Take each line of the records below that contains the string "sand" and copy it.

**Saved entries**
——————

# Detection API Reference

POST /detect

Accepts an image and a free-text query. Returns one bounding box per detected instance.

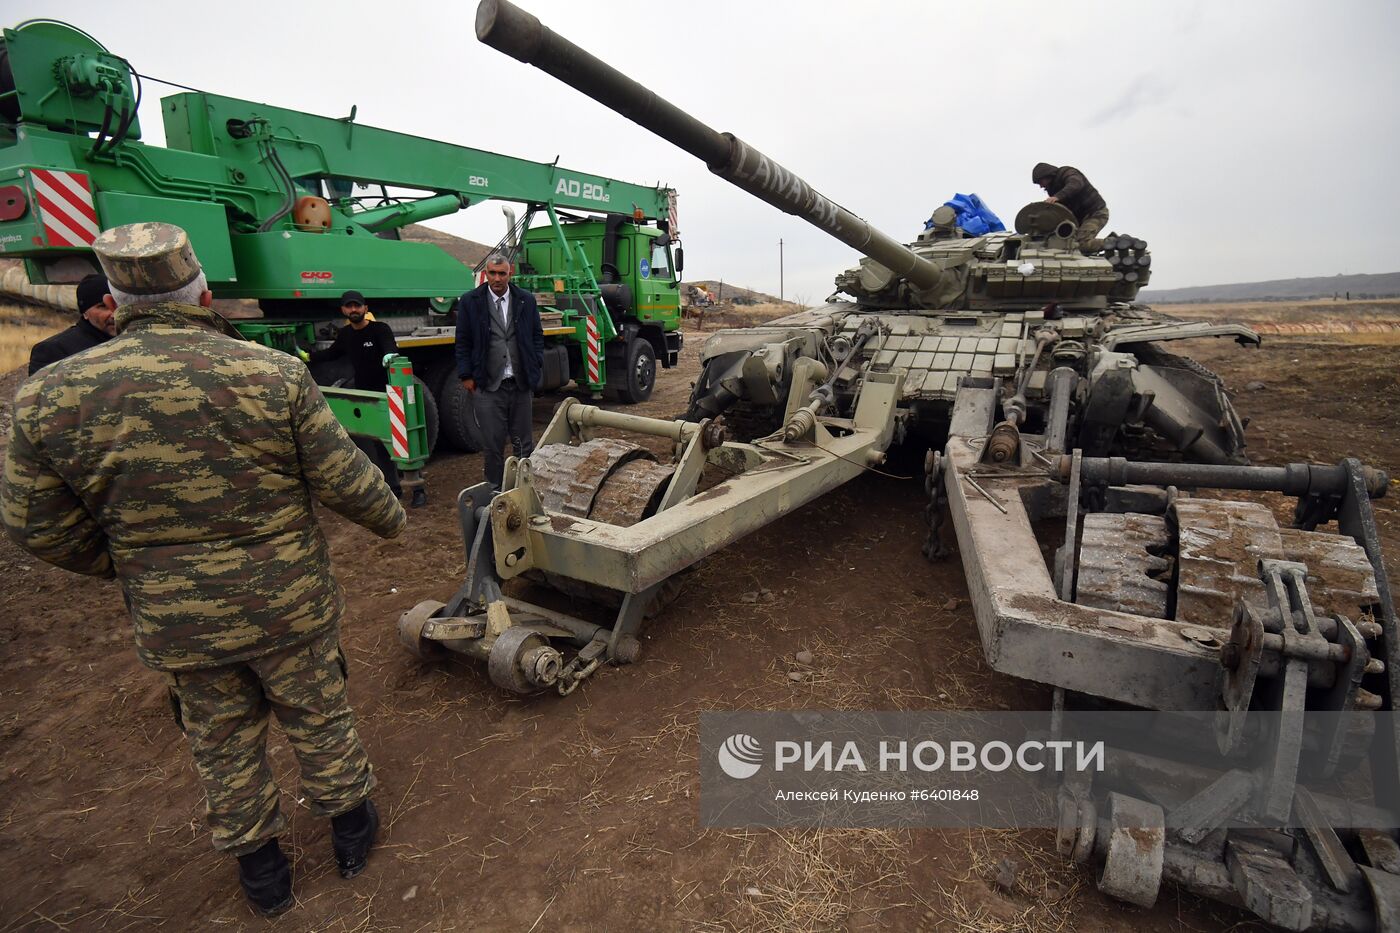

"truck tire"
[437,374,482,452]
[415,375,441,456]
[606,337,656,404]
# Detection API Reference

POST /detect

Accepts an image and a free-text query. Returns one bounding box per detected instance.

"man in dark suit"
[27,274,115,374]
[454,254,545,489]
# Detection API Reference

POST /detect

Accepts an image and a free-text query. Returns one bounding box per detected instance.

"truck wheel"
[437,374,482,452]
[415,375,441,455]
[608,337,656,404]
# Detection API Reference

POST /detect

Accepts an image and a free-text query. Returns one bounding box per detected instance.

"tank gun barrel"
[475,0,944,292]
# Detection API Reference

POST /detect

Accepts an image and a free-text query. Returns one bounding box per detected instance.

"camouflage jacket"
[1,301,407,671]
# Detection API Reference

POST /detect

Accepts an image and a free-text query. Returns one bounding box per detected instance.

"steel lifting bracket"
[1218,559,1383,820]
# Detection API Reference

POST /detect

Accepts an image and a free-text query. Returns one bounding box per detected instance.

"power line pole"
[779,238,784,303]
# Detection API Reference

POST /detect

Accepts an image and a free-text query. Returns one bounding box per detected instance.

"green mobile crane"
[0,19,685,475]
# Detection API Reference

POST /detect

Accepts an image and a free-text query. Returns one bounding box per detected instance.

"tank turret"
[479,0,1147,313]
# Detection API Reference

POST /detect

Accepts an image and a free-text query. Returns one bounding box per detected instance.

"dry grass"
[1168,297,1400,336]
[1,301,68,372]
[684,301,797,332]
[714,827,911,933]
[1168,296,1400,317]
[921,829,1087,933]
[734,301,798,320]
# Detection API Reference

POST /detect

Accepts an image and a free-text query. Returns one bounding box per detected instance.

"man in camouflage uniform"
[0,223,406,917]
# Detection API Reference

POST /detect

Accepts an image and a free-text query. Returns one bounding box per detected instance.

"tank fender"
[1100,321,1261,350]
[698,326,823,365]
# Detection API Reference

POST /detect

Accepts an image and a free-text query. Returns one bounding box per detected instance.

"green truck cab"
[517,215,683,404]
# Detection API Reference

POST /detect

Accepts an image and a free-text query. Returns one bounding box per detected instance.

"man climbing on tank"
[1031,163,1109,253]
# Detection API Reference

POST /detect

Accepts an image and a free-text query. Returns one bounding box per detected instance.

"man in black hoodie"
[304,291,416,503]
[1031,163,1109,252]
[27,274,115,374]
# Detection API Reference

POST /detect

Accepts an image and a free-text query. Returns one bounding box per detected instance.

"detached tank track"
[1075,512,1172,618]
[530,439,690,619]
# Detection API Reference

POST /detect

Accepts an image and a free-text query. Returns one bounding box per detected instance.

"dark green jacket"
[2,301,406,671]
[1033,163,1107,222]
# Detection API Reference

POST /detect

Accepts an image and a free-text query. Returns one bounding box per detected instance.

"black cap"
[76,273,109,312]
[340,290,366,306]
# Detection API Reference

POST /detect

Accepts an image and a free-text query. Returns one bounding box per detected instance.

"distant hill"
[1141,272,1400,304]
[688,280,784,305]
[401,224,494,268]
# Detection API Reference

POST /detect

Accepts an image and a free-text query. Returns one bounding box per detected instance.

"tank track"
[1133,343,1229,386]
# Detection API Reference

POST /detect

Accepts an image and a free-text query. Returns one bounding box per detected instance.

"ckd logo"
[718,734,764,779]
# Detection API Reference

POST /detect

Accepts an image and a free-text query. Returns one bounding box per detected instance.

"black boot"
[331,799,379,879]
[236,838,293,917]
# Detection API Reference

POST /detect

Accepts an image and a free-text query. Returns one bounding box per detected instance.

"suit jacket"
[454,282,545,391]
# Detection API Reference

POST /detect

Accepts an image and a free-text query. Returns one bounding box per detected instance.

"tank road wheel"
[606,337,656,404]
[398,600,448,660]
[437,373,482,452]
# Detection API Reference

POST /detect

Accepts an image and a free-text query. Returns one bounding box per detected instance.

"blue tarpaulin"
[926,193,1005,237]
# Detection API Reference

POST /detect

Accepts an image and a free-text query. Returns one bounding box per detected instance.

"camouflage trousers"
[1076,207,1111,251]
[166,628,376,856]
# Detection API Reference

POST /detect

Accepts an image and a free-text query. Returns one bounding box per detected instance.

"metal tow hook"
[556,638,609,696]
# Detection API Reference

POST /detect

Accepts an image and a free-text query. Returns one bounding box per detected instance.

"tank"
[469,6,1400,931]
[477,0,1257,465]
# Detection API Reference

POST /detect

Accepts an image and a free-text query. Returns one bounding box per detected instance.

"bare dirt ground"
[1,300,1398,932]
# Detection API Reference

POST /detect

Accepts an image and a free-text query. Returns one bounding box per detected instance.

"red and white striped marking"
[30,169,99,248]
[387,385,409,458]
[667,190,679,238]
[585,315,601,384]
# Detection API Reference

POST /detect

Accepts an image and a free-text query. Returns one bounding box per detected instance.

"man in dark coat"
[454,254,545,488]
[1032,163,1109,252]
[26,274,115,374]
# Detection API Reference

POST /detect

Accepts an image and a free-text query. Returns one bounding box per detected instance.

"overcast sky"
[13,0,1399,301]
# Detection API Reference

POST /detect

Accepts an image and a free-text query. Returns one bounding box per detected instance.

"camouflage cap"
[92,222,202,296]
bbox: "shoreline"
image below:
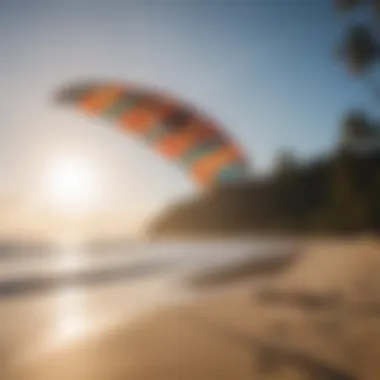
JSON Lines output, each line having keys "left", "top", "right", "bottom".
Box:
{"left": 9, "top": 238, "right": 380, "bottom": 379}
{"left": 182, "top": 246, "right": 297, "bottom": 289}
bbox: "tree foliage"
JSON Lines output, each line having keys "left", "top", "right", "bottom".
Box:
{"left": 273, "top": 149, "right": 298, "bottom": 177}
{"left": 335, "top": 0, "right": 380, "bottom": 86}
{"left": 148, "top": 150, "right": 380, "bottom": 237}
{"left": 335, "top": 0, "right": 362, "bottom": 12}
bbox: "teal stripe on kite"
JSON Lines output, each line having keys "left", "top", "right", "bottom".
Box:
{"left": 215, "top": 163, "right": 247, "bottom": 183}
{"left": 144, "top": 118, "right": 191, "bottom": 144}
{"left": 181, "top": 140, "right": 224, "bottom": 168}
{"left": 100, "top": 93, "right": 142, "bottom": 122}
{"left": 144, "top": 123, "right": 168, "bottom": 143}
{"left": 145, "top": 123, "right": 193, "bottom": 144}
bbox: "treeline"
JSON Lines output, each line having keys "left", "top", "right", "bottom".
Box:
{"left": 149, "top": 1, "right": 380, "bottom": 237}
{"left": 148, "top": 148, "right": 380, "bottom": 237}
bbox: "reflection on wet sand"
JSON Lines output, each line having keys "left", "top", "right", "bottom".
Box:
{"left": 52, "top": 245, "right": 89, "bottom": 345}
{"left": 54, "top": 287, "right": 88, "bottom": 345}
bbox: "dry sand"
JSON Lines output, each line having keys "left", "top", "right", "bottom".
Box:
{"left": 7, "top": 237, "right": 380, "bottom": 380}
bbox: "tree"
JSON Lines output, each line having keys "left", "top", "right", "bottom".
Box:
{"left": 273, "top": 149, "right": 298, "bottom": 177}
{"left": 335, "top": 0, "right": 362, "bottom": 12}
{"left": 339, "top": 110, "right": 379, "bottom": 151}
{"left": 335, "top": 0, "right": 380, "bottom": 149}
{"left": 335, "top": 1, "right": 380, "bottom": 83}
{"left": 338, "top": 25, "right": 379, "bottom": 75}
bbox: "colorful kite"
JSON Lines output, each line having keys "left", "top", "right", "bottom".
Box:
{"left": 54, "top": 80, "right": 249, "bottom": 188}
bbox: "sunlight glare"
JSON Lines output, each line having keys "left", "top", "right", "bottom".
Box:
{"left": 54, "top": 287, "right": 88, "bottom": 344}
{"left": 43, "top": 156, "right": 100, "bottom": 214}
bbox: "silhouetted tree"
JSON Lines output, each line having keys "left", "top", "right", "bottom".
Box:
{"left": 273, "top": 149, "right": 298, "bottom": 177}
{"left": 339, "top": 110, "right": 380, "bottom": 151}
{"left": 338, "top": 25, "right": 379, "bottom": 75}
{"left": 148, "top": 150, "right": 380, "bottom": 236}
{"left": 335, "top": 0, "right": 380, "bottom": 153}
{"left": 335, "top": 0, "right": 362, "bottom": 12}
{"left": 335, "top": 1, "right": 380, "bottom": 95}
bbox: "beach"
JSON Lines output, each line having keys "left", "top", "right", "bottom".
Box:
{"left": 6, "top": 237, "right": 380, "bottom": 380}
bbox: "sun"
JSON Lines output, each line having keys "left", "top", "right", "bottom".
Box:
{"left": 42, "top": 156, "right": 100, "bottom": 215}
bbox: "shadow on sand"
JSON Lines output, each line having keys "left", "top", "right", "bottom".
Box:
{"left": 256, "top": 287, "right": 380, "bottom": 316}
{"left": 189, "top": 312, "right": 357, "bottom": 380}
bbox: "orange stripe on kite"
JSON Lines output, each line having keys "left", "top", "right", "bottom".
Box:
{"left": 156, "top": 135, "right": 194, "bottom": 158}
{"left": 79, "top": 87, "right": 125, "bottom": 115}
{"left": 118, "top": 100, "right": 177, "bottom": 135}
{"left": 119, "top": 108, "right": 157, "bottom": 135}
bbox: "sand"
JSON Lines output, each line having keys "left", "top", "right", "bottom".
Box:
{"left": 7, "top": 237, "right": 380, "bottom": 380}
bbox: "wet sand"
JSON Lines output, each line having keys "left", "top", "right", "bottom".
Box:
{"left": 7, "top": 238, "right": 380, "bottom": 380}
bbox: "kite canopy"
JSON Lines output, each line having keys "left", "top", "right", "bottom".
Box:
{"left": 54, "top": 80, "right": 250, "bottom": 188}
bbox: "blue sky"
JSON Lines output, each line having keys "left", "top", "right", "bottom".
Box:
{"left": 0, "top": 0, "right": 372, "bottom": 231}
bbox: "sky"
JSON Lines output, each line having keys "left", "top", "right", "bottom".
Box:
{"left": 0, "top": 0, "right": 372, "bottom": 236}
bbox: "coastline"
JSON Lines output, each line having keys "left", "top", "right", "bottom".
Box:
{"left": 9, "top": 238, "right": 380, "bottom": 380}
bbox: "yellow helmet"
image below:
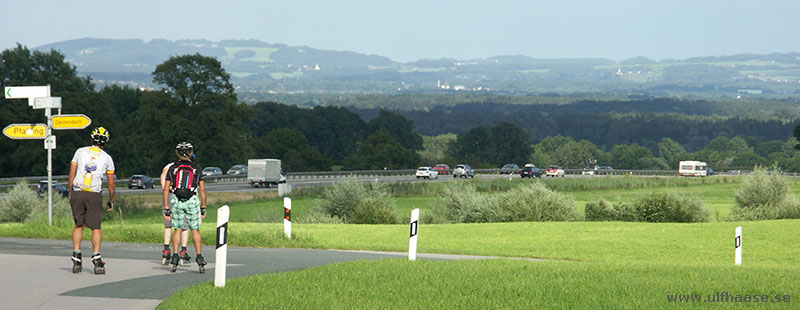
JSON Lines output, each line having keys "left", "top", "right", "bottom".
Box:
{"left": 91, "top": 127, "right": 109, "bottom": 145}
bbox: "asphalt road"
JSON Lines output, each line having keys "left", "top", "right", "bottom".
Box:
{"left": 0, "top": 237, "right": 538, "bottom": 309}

——————

**Result for this task**
bbox: "reflection on wet sand"
bbox: "dry sand"
bbox: "shadow on sand"
bbox: "sand"
bbox: "wet sand"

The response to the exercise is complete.